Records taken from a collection

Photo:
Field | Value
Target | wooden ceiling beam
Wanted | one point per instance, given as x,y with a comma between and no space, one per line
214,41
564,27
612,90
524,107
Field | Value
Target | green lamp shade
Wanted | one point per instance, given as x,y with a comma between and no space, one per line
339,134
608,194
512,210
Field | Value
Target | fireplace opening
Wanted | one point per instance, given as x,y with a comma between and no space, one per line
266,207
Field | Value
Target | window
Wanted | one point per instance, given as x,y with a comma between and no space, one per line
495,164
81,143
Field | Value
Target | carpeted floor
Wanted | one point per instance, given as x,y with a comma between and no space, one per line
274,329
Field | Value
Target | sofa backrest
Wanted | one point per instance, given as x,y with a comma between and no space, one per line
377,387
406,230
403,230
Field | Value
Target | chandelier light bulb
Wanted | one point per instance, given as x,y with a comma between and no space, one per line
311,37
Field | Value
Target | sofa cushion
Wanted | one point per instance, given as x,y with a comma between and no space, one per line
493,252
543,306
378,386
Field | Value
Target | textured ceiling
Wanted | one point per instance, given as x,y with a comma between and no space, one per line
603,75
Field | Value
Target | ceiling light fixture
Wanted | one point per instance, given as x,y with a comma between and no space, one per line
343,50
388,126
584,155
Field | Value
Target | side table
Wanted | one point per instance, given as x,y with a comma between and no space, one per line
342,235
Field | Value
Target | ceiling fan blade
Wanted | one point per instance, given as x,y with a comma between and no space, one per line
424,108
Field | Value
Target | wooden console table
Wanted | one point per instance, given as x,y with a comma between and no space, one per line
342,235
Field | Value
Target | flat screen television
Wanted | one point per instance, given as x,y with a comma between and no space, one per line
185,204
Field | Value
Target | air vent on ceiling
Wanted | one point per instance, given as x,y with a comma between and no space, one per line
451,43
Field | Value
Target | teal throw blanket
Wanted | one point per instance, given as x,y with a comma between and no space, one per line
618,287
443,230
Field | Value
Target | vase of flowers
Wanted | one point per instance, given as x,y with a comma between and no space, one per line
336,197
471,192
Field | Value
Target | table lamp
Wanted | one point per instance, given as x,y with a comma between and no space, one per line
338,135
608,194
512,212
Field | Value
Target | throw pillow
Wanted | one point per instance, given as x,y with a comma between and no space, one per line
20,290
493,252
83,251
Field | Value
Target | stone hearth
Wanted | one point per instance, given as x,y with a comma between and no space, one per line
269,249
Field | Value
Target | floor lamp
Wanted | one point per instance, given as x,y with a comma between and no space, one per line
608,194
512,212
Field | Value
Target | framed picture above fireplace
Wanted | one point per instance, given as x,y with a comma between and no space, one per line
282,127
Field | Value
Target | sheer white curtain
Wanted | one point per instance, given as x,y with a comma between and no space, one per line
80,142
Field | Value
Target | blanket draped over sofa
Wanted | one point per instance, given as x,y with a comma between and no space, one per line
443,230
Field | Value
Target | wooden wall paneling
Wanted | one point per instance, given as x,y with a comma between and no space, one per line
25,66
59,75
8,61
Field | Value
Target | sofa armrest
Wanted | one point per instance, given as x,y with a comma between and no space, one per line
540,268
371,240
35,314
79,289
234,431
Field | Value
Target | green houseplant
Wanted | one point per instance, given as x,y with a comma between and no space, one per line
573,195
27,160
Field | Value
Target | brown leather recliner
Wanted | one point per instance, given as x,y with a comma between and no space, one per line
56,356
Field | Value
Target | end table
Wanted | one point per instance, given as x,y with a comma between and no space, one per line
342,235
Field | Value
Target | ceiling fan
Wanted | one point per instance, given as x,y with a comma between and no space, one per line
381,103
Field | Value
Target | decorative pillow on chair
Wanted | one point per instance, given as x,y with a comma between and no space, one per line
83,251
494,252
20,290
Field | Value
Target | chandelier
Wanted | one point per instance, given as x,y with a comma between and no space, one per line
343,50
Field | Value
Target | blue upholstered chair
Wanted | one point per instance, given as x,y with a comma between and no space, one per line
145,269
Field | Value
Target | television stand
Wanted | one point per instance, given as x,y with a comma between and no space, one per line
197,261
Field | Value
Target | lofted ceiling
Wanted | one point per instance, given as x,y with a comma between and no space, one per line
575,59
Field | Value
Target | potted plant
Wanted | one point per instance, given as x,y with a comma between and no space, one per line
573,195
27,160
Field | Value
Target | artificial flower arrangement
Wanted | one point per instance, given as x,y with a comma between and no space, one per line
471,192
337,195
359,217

AIM OF THE EXERCISE →
Find each line in the items above that contains the word "chandelier" and copy it out.

CORRECT RESPONSE →
Target | chandelier light bulb
Target | chandelier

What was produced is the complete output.